→ Supplied material:
— start —

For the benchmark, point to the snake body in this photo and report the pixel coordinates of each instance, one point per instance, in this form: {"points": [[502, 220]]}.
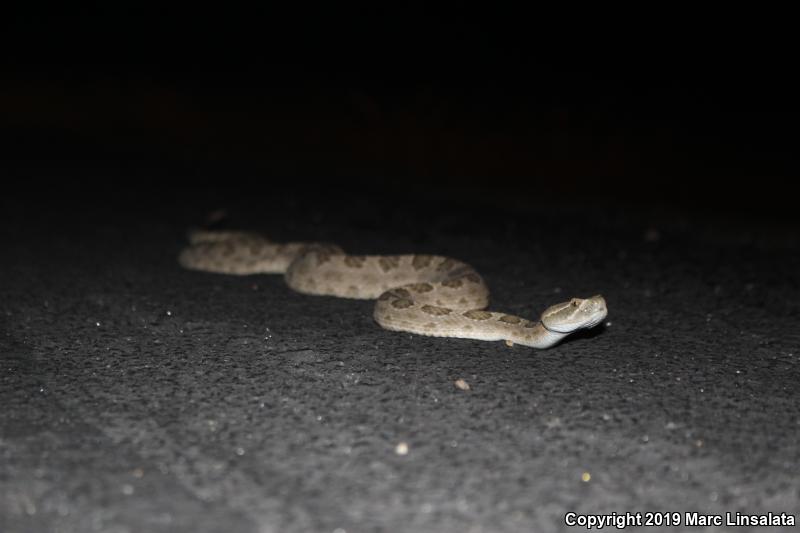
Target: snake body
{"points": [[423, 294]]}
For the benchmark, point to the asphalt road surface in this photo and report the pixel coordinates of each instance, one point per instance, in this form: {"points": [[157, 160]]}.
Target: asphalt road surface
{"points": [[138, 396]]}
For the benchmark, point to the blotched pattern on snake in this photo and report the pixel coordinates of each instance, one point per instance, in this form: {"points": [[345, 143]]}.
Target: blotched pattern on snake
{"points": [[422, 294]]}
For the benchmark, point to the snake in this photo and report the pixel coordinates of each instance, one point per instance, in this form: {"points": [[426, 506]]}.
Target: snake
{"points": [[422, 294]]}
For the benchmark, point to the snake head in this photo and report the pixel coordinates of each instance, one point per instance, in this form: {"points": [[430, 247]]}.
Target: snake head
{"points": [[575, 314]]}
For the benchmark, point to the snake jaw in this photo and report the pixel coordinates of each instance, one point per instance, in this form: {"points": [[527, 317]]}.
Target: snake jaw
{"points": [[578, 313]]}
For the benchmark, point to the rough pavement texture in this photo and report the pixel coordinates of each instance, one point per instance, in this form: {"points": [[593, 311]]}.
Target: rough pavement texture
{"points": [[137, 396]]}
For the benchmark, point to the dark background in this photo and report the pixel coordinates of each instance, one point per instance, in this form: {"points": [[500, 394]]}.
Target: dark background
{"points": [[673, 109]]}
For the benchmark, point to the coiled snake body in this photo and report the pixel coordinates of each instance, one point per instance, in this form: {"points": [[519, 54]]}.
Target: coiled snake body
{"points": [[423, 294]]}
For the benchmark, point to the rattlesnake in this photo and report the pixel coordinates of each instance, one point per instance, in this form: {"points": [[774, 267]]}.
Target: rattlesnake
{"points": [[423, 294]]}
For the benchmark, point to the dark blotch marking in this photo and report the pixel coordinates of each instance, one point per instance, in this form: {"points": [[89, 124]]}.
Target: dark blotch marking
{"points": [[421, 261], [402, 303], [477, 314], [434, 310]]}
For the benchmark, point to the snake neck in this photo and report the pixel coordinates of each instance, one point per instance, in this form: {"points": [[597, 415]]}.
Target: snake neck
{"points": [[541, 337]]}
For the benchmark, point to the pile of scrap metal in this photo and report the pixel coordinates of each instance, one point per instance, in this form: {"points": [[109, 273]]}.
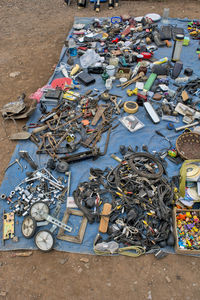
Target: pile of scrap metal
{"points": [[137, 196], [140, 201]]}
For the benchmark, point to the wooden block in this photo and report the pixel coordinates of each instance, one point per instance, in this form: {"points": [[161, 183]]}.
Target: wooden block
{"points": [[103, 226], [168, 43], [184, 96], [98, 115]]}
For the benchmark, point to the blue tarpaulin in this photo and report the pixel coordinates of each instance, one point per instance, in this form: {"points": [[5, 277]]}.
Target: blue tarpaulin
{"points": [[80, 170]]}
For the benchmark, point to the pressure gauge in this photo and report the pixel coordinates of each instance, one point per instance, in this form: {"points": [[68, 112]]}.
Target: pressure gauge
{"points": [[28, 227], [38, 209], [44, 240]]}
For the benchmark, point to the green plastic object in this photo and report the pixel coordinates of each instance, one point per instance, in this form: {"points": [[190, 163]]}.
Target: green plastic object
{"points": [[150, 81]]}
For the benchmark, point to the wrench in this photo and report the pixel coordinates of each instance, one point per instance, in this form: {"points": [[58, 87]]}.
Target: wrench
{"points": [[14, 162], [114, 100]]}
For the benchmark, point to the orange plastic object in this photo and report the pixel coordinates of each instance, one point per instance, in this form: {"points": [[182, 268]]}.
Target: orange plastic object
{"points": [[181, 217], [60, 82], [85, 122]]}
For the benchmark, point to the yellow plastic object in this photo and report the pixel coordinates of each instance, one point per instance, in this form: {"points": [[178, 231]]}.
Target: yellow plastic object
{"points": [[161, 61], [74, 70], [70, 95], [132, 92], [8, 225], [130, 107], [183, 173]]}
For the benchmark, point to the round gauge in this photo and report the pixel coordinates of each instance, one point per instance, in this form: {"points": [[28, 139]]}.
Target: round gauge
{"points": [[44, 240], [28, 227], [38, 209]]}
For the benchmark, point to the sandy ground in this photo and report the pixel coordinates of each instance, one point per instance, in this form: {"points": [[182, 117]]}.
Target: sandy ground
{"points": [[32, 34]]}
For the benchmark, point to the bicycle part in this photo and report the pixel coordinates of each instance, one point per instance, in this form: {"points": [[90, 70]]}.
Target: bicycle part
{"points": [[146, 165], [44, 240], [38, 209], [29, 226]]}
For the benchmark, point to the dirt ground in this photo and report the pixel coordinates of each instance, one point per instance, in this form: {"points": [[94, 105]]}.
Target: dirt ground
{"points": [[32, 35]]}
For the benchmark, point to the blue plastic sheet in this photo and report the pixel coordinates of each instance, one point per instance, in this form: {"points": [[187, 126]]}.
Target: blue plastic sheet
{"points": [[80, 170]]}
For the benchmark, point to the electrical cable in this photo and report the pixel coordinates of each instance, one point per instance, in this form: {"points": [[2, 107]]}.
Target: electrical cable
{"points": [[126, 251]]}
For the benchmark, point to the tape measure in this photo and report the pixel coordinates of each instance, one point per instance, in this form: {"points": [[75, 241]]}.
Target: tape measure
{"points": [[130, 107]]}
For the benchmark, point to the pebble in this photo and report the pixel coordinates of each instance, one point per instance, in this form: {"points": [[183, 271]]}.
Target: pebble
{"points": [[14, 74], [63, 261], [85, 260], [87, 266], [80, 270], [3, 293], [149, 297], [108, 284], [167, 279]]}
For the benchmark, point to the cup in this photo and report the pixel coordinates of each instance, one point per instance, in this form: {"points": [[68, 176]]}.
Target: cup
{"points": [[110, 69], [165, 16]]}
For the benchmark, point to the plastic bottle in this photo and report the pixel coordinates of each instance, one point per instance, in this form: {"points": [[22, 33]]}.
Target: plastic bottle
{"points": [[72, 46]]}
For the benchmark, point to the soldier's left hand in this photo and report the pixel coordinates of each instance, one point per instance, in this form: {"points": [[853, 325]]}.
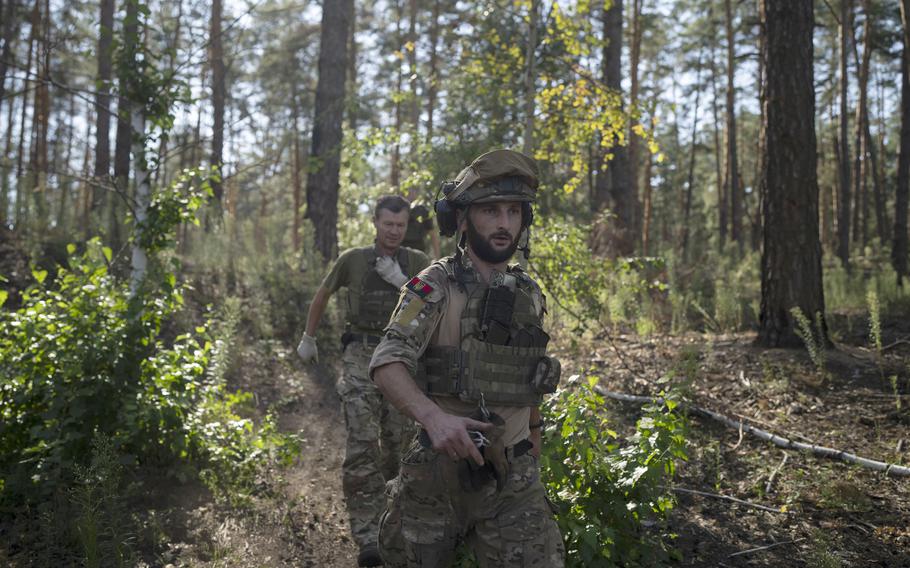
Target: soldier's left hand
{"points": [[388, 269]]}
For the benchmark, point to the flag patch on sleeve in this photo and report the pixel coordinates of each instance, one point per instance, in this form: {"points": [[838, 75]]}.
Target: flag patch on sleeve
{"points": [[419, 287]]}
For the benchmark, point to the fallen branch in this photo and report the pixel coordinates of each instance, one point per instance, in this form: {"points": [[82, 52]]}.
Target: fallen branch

— end —

→ Exercise aim: Extract all the data above exactly, excluding every picture.

→ The completed task:
For the benchmark, point to the snake body in this photo and report the pixel coordinates of each instance, one point per instance, in this form: {"points": [[502, 220]]}.
Target: snake body
{"points": [[423, 294]]}
For the benchmark, point to the asphalt road surface in this photo and report the pixel coordinates of each instance, one point per instance, in this form: {"points": [[157, 160]]}.
Target: asphalt road surface
{"points": [[138, 396]]}
For the benchmark, point to the blotched pattern on snake in this photo and report the pixel coordinates of each instance, one point per instance, in this form: {"points": [[345, 143]]}.
Target: blotched pattern on snake
{"points": [[422, 294]]}
For the benchmark, point to the snake in this photo and report the pixel coordinates of each instance, one point per instance, in this form: {"points": [[426, 506]]}.
Target: snake
{"points": [[422, 294]]}
For the benchmark, point to the snake head in this photo and report the pixel coordinates of each instance, one point per instance, in this form: {"points": [[430, 247]]}.
Target: snake head
{"points": [[575, 314]]}
For the benchmark, point to the snake jaw in this photo and report the pixel coordinates of each instance, one point per instance, in this form: {"points": [[527, 317]]}.
Target: snake jaw
{"points": [[578, 313]]}
For the benchmark, point to the rough pavement texture in this photo and report the pixel coordinates of each instance, one point per instance, in this form: {"points": [[593, 311]]}.
Target: rough pavement texture
{"points": [[137, 396]]}
For the benchmark, point to the dark background in this photo and report the pixel coordinates of each instance, one point per instance, in this form: {"points": [[500, 394]]}.
Target: dark background
{"points": [[673, 109]]}
For the benchmark, point to the coiled snake body in this photo and report the pixel coordinates of each instance, one point per instance, in this form: {"points": [[519, 54]]}.
Target: coiled snake body
{"points": [[423, 294]]}
For the benchmark, point to the rattlesnake in this photo and report the pixel coordinates of each instance, one point per instance, in this form: {"points": [[774, 267]]}.
Target: rattlesnake
{"points": [[423, 294]]}
For the benchmark, point to the dark blotch marking in this photo and report the pixel coordinates of each instance, one point per instance, in this form: {"points": [[89, 124]]}.
Target: dark blotch marking
{"points": [[421, 261], [402, 303], [477, 314], [434, 310]]}
For the benchmark, point to the snake neck in this photo and report the pixel coordinates of each instance, one point per instance, in this form: {"points": [[597, 415]]}.
Target: snake neck
{"points": [[541, 337]]}
For the benchmark, point to the pile of scrap metal in this photo and report the pixel coordinates of each instance, one point per instance, in this form: {"points": [[109, 273]]}.
Target: pile of scrap metal
{"points": [[137, 196], [140, 201]]}
For the benchmark, point to the wooden block in this photo and report the pixel coordinates of each instance, one point per instance, in this form: {"points": [[161, 183]]}.
Target: wooden block
{"points": [[103, 226], [168, 43], [184, 96], [98, 115]]}
For the benchmark, point to the blue tarpaulin in this photo and report the pixel coordinates of each instance, one point per instance, in this form: {"points": [[5, 277]]}.
Target: blue tarpaulin
{"points": [[80, 170]]}
For the benchmark, point to the pressure gauge in this photo and report the pixel coordinates of each instance, one point per instance, in this form: {"points": [[68, 112]]}.
Target: pressure gauge
{"points": [[28, 227], [38, 209], [44, 240]]}
For the benchmark, point to the green plastic object in this photo and report the pixel coordinates of each instance, one point per instance, in this form: {"points": [[190, 163]]}.
Target: green plastic object
{"points": [[150, 81]]}
For the benchmark, point to the wrench in this photo and report the pixel coordinates of each instance, one point per instance, in this form: {"points": [[58, 87]]}.
Target: wrench
{"points": [[14, 162], [114, 100]]}
For the benchmark, point to the orange plastic object in this photo and report the pixel coordinates of each instance, one point per instance, in this form: {"points": [[182, 268]]}.
Target: orange plastic object
{"points": [[181, 217], [60, 82], [85, 122]]}
For the benchmark, point to the yellow plastic object in this photo and report the pixel coordinates of each instance, one point per instance, in this form: {"points": [[178, 231]]}.
Target: yellow plastic object
{"points": [[161, 61], [74, 70], [70, 95], [132, 92], [8, 225], [130, 107], [183, 173]]}
For the benchmark, point to the round gauge in this photo and report the pixel coordinates of each instance, one point per instance, in this form: {"points": [[28, 139]]}.
Target: round gauge
{"points": [[44, 240], [28, 227], [38, 209]]}
For the benchmark, point to the sandy ground in this photo and report the pixel coordinates of each instance, one point per instance, in this form: {"points": [[182, 117]]}.
Target: sandy ground
{"points": [[32, 34]]}
For the benchmark, point to the bicycle part in this photo and report the pixel coordinates of each instance, one point per instance, in this form: {"points": [[90, 70]]}.
Target: bicycle part
{"points": [[146, 165], [44, 240], [38, 209], [29, 226]]}
For the benchmark, point to the dirt ground in this photo and report the pixel coordinates of each instance, one point per instance, in this form: {"points": [[94, 105]]}.
Target: dirt ground
{"points": [[32, 35]]}
For the benchmark, point to the blue plastic sheet in this photo and report the pixel coordinates of each instance, one point per instance, in this form: {"points": [[187, 126]]}.
Target: blue plastic sheet
{"points": [[80, 170]]}
For the benchmark, point to the electrical cable in this photo and report the pixel coordinates of each instance, one point per instance, in this form: {"points": [[2, 107]]}.
Target: electrical cable
{"points": [[126, 251]]}
For the benchmark, point to the tape measure in this photo and report the pixel coordinates of each instance, one point per instance, in this form: {"points": [[75, 241]]}.
Target: tape measure
{"points": [[130, 107]]}
For the benchmark, point to the pebble in this photo and report the pixel coordinates of each instance, one point per instance, in this form: {"points": [[183, 271]]}.
Target: pebble
{"points": [[14, 74], [63, 261], [85, 260], [87, 266], [80, 270], [3, 293], [149, 297], [108, 284], [167, 279]]}
For the benchmark, point to the cup in this photo and report the pixel coordinates of each instance, one point per instance, in this form: {"points": [[68, 176]]}.
Target: cup
{"points": [[110, 69], [165, 16]]}
For the benchmark, point to the plastic bottle in this photo and report the pixel coordinates of each instance, one point per instance, in this form: {"points": [[22, 33]]}.
Target: plastic bottle
{"points": [[72, 46]]}
For the benchmark, point to the soldier's left hand in this photo and report the pixel coordinates of each instance, one point per instance, in this form: {"points": [[853, 325]]}.
Target: soldier's left hand
{"points": [[388, 269]]}
For the benchmark, point to the flag patch on sleeve in this photo and report the pixel coordinates of each instance, one point per instance, in this form: {"points": [[838, 75]]}.
Target: flag patch on sleeve
{"points": [[419, 287]]}
For the benchmark, point to the fallen branch in this photo and report the pixel coordinates of each instance, one point per instance, in this form: {"points": [[82, 52]]}.
Target: fallen branch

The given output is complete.